THE REQUEST
Copy the lines starting at the one that contains "Where in the photo above can the green" and ending at the one that contains "(1001, 748)", changing "green tree" to "leafy tree" and leaving everything else untouched. Return only those lines.

--- BEGIN MATERIAL SHOWN ---

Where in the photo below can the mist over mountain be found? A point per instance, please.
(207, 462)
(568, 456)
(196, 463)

--- END MATERIAL SHOWN ---
--- BEGIN MATERIAL SHOWN ---

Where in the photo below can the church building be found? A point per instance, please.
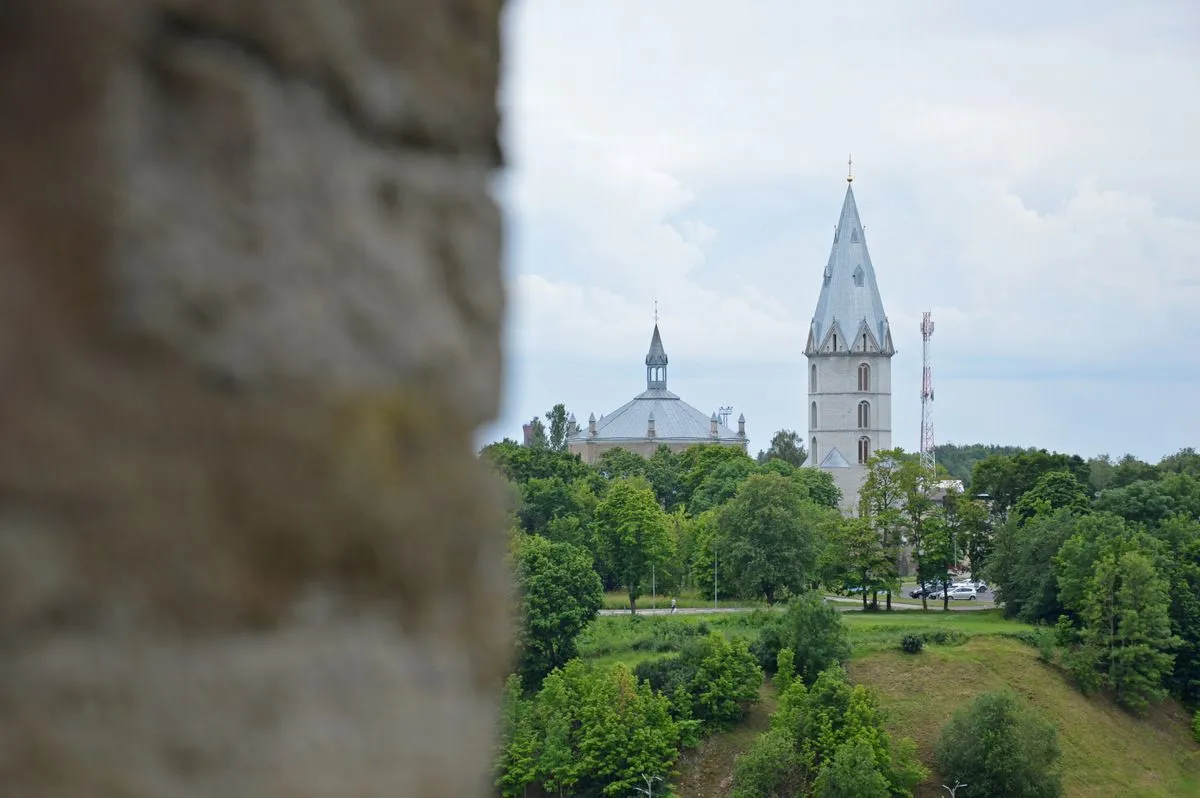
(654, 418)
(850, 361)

--- END MATERIAL SHOWN ---
--- BEGIN MATERIAL SHOWN ---

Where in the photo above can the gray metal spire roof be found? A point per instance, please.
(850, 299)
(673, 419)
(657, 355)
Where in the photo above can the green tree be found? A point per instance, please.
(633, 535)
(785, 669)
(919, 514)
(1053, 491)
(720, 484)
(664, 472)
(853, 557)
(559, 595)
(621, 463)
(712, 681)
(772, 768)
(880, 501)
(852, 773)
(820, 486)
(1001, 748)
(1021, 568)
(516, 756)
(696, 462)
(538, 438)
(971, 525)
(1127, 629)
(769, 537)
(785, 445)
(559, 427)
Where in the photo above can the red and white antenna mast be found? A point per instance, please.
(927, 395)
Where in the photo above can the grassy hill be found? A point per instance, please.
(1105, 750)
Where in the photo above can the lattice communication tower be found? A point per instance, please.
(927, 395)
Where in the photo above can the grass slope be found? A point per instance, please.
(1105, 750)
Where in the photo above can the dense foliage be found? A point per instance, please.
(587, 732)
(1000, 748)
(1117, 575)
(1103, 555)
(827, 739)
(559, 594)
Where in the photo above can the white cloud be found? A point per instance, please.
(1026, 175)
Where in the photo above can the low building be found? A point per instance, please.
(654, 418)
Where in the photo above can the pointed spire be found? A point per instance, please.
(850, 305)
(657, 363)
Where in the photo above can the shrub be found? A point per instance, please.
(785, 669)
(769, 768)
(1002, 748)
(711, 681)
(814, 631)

--- END MATERIAL SHOWN ---

ANSWER TO THE TASK
Where in the photo above can the leafy tree be found? A point per instance, please.
(633, 535)
(785, 669)
(919, 514)
(1053, 491)
(720, 484)
(664, 472)
(853, 557)
(559, 595)
(621, 463)
(712, 681)
(772, 768)
(880, 501)
(852, 773)
(820, 486)
(1001, 748)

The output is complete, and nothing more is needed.